### Text to read
^^^^^^^^^^^^^^^^

Phillies plan to play J.P. Crawford as much as possible down the stretch

Phillies plan to play J.P. Crawford as much as possible down the stretch

NEW YORK — From the front office on down, the Phillies organization is eager to take a look at prospect J.P. Crawford and get a gauge on whether he could be part of the big-league roster in April.

So it was no surprise that Crawford, on his first day in the majors, was in the team's starting lineup, batting seventh and playing third base against the New York Mets on Tuesday night.

Crawford, 22, will play a lot over the final 25 games of this season that was from the outset dedicated to finding out who will be part of the future and who won't.

"I won't say every day, but as much as I can," manager Pete Mackanin said before Tuesday night's game. "The whole idea is to get his feet wet up here."

Crawford, considered by many to be the Phillies' top prospect from the time he was selected 16th overall in the first round of the 2013 draft, is a shortstop by trade. At the moment, the Phillies are more concerned with getting him at-bats than they are time at shortstop. That's why he recently began learning to play third base. He will play that position, and also some second base, this month.

^^^^^^^^^^^^^^^^

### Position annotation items
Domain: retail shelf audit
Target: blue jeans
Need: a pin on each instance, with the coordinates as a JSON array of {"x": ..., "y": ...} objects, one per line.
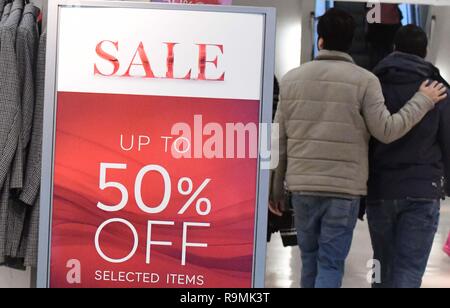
[
  {"x": 402, "y": 233},
  {"x": 325, "y": 232}
]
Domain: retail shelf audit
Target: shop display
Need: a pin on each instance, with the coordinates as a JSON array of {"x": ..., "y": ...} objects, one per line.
[{"x": 21, "y": 114}]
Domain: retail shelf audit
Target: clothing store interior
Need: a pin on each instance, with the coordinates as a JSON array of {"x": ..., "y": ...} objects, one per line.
[{"x": 296, "y": 43}]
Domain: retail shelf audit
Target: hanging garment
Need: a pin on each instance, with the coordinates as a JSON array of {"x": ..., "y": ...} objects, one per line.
[
  {"x": 26, "y": 48},
  {"x": 6, "y": 12},
  {"x": 30, "y": 195},
  {"x": 2, "y": 6},
  {"x": 447, "y": 245},
  {"x": 17, "y": 167},
  {"x": 10, "y": 106}
]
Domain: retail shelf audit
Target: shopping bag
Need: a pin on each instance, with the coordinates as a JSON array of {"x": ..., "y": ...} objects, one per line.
[{"x": 447, "y": 246}]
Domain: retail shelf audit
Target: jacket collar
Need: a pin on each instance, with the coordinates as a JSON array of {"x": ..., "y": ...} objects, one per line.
[{"x": 334, "y": 55}]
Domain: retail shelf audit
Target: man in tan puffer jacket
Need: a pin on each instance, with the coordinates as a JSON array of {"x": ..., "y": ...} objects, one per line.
[{"x": 328, "y": 110}]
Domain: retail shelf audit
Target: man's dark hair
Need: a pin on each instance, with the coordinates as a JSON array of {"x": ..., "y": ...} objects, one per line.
[
  {"x": 337, "y": 29},
  {"x": 411, "y": 39}
]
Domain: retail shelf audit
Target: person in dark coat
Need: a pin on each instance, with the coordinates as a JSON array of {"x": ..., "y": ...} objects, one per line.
[{"x": 409, "y": 177}]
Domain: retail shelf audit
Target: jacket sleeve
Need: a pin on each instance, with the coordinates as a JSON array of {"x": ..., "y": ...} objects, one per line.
[
  {"x": 444, "y": 139},
  {"x": 279, "y": 150},
  {"x": 387, "y": 127}
]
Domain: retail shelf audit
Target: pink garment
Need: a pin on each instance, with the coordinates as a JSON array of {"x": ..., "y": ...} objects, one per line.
[{"x": 447, "y": 246}]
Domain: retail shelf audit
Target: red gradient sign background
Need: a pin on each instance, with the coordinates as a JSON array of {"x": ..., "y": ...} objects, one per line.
[{"x": 88, "y": 132}]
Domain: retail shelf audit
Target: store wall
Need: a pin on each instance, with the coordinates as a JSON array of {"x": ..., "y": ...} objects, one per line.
[
  {"x": 292, "y": 19},
  {"x": 439, "y": 52}
]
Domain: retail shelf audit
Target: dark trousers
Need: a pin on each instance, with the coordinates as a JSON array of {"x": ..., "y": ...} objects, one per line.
[
  {"x": 325, "y": 232},
  {"x": 402, "y": 233}
]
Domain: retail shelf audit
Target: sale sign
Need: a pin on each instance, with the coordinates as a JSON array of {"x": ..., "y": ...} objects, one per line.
[{"x": 155, "y": 166}]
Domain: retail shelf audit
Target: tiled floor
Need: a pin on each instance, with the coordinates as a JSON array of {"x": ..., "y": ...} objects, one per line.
[{"x": 283, "y": 264}]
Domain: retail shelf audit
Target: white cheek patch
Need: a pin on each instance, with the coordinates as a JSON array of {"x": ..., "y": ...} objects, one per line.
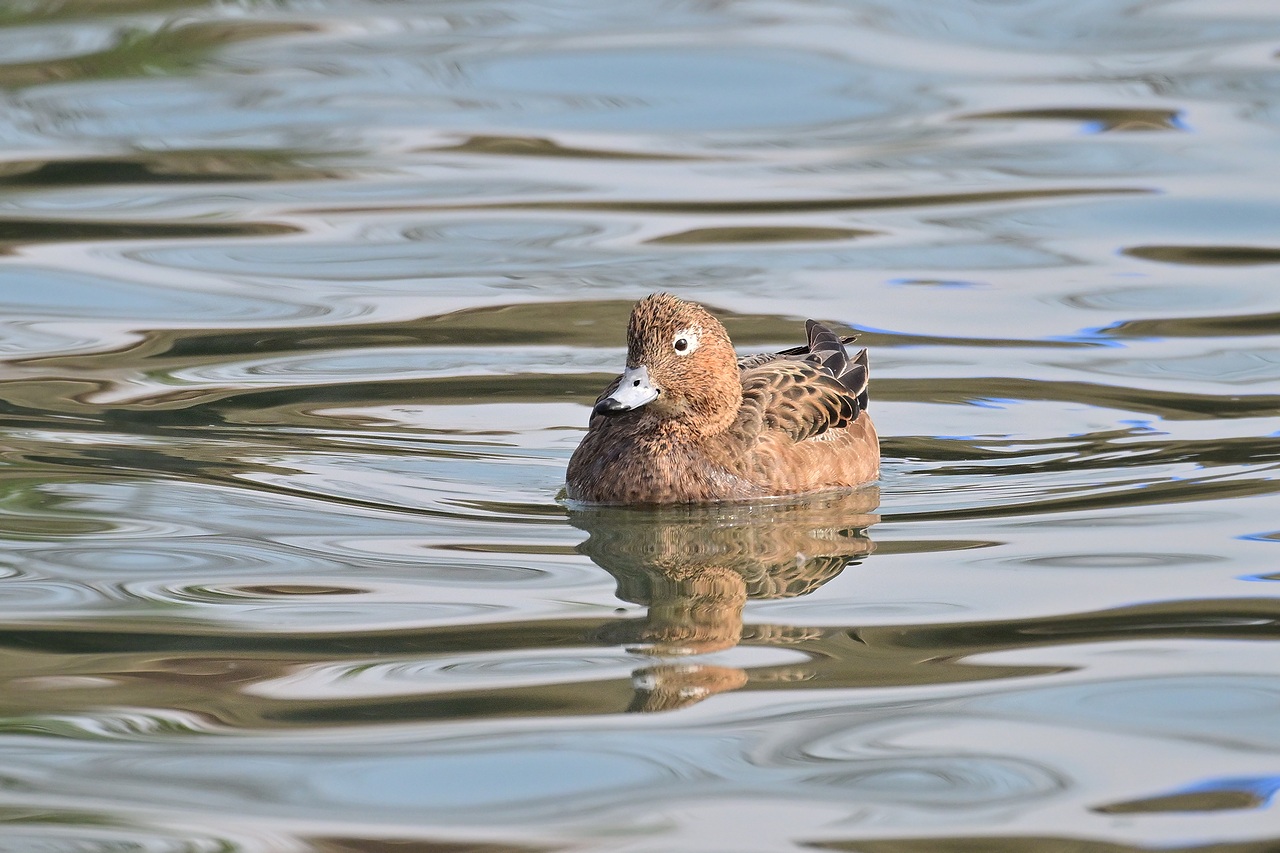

^^^^^^^^^^^^^^^^

### Task instructions
- 1) Decide whether each statement agrees with the article on J.P. Crawford, answering yes or no and quoting the words of the article that settle it: (a) Crawford batted seventh in his first big-league game. (b) Crawford was chosen in the second round of the 2013 draft. (c) Mackanin said Crawford would play every day.
- 2) Quote from the article on J.P. Crawford the part that opens with the words containing "NEW YORK — From" and closes with "on Tuesday night.".
- 3) According to the article on J.P. Crawford, what position does Crawford play by trade?

### Exercise results
- 1)
(a) Yes: "batting seventh and playing third base against the New York Mets on Tuesday night."
(b) No: "selected 16th overall in the first round of the 2013 draft"
(c) No: "I won't say every day, but as much as I can,"

- 2)
NEW YORK — From the front office on down, the Phillies organization is eager to take a look at prospect J.P. Crawford and get a gauge on whether he could be part of the big-league roster in April.

So it was no surprise that Crawford, on his first day in the majors, was in the team's starting lineup, batting seventh and playing third base against the New York Mets on Tuesday night.

- 3) Shortstop.